- [Records from a data collection]
--- start ---

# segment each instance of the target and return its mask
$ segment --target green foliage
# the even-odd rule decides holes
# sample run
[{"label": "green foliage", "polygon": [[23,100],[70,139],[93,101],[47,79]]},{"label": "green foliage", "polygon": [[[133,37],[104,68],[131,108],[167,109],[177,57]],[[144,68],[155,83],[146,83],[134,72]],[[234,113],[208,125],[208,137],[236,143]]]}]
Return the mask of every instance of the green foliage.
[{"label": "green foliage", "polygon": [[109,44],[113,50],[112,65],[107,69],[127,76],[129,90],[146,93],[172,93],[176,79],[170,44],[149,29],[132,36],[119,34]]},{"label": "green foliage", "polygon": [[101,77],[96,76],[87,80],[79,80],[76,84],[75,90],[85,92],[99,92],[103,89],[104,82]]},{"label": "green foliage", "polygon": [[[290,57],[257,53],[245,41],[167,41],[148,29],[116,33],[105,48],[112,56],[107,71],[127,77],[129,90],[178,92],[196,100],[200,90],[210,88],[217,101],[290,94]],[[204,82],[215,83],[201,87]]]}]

--- end ---

Rewrite the listing with every "instance" replaced by "occurrence" and everything else left unchanged.

# segment each occurrence of the target and return its mask
$ segment --target green foliage
# the even-odd rule decides holes
# sample run
[{"label": "green foliage", "polygon": [[23,100],[70,139],[93,101],[47,79]]},{"label": "green foliage", "polygon": [[[133,37],[104,68],[131,108],[167,109],[177,57]],[[144,68],[155,83],[146,83],[134,72]],[[234,113],[208,125],[208,137],[236,143]]]}]
Return the mask of every occurrence of the green foliage.
[{"label": "green foliage", "polygon": [[109,44],[113,50],[112,65],[107,69],[127,76],[129,90],[146,93],[172,93],[176,79],[170,44],[149,29],[132,36],[119,34]]},{"label": "green foliage", "polygon": [[101,77],[96,76],[87,80],[79,80],[76,84],[75,90],[85,92],[99,92],[103,89],[104,82]]},{"label": "green foliage", "polygon": [[[290,57],[257,53],[245,41],[167,41],[148,29],[116,33],[105,48],[112,56],[107,71],[127,77],[129,90],[178,92],[196,100],[200,90],[210,88],[217,101],[290,94]],[[204,82],[215,83],[201,87]]]}]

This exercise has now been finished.